Opdracht
Beantwoord de volgende vragen over de tekst hieronder over de opslag van gasflessen en verpakte gevaarlijke stoffen.
1. Op welke drie soorten veiligheid heeft de richtlijn betrekking?
2. Voor wie of wat moet een aanvaardbaar beschermingsniveau worden gerealiseerd?
3. Voor welke drie zaken geldt de stand der techniek waarvan is uitgegaan?

### Tekstblok ###

Opslag van gasflessen en verpakte gevaarlijke stoffen
Richtlijn voor opslag en tijdelijke opslag met betrekking tot brandveiligheid, arbeidsveiligheid en milieuveiligheid.
In deze publicatie zijn de regels opgenomen voor de opslag van verpakte gevaarlijke stoffen waarmee een aanvaardbaar
beschermingsniveau voor mens en milieu wordt gerealiseerd. Voor de bepaling van het vereiste beschermingsniveau is
uitgegaan van de huidige stand der techniek die geldt voor de bouwkundige uitvoering van opslagvoorzieningen,
brandbestrijdingssystemen en arbeidsmiddelen.

### Aangeleverde gegevens ###

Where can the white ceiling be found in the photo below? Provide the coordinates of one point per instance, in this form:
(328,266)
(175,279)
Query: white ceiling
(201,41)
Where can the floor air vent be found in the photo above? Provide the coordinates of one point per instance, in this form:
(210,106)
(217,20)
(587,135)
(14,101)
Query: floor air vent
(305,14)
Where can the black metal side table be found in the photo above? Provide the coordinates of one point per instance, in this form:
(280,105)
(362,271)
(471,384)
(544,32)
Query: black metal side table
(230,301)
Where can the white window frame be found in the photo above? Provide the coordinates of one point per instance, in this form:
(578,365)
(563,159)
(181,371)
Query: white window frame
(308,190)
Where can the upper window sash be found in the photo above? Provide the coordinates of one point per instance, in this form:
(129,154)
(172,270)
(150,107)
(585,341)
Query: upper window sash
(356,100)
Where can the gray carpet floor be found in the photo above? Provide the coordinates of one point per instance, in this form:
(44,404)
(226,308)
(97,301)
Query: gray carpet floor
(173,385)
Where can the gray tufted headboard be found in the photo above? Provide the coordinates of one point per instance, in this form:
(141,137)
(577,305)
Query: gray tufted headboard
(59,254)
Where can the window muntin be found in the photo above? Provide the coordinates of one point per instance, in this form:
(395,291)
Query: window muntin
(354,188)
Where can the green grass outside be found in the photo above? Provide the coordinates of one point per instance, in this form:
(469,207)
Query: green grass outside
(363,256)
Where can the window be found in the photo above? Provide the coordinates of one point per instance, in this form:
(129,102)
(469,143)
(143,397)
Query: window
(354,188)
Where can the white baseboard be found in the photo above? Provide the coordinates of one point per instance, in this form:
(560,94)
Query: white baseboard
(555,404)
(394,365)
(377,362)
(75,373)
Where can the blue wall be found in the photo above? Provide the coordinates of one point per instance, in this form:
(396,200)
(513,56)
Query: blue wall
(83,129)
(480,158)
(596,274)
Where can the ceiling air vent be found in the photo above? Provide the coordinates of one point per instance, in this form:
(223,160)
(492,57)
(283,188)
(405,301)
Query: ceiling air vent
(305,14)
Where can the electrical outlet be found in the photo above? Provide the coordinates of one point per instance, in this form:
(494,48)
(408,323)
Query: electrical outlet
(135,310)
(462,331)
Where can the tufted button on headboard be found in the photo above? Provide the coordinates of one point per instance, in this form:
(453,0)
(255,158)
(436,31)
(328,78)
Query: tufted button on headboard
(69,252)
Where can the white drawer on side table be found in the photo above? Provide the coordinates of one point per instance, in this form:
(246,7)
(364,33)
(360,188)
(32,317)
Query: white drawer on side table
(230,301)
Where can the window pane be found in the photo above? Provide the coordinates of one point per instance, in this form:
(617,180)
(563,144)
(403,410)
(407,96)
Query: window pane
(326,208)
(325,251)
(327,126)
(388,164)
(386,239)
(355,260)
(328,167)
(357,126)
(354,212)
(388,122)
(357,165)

###

Antwoord
1. Brandveiligheid, arbeidsveiligheid en milieuveiligheid.
2. Voor mens en milieu.
3. De bouwkundige uitvoering van opslagvoorzieningen, brandbestrijdingssystemen en arbeidsmiddelen.